**Objective**
Quote the records verbatim from their first line through the line containing "[(467, 419), (80, 267), (259, 556)]", including both ends.

**Records to process**

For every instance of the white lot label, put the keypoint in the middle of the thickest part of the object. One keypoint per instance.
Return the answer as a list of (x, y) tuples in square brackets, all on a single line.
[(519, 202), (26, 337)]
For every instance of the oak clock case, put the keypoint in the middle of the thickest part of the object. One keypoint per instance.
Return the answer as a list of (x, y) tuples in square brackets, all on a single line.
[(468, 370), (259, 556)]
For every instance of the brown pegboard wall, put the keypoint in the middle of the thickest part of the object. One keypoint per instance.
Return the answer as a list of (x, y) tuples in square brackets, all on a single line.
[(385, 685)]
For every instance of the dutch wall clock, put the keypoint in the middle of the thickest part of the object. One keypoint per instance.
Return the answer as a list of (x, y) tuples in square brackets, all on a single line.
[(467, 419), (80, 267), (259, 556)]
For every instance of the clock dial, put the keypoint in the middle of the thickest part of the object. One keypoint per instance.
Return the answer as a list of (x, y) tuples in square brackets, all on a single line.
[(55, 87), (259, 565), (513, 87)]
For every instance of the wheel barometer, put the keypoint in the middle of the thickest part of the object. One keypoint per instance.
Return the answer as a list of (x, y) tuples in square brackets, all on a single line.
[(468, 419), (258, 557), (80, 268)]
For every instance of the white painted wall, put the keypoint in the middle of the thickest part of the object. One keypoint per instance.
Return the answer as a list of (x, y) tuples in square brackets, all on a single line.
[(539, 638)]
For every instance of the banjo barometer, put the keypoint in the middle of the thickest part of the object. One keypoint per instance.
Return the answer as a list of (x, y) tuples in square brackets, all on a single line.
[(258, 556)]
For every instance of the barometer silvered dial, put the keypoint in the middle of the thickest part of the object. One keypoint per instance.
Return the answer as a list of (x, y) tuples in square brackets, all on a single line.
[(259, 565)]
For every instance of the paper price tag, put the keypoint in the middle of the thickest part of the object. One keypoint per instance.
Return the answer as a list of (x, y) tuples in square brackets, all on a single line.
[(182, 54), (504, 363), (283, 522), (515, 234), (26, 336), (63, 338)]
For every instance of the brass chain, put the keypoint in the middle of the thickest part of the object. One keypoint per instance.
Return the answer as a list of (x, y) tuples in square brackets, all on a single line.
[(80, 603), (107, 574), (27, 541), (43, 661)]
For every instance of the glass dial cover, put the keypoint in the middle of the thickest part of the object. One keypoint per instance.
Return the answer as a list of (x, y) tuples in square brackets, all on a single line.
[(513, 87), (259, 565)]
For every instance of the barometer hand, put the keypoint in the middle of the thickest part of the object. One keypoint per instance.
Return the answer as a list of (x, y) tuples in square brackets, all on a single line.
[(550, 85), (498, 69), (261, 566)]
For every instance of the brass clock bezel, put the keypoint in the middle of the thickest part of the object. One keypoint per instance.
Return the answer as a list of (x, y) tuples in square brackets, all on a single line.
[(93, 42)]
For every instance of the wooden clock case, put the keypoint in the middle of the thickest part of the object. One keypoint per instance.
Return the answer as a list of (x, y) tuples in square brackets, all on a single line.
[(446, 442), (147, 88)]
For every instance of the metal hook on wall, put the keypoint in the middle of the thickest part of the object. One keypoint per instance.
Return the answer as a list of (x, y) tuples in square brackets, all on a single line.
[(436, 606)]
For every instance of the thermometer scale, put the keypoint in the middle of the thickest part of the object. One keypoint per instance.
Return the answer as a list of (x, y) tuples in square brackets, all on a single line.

**Response**
For every instance of the white lot label, put the keypoint in the middle of the thickest part of the object. One keypoint per instance.
Return the answer as a list of (x, y) tuples in square brackets, all on a single line.
[(519, 202), (26, 337)]
For every instance of the oak clock case, put the keypoint in the middle of the thickest part of the object. One keypoint per instance.
Return the answer as a list of (x, y) tuples in square brackets, all on a single line.
[(468, 370), (259, 556)]
For every instance of the brown pegboard wall, put the keypoint in the middle of the thickest part of the object. One keypoint per instance.
Return the answer as a list of (x, y) tuples in square brackets, all on a single line.
[(385, 685)]
For every instance of the dutch wall clock, put the keypoint in the middle of the thickest part of the object. One keypoint per instance.
Return the answer as a list of (x, y) tuples in square brackets, all on a single line.
[(467, 419), (80, 267), (259, 556)]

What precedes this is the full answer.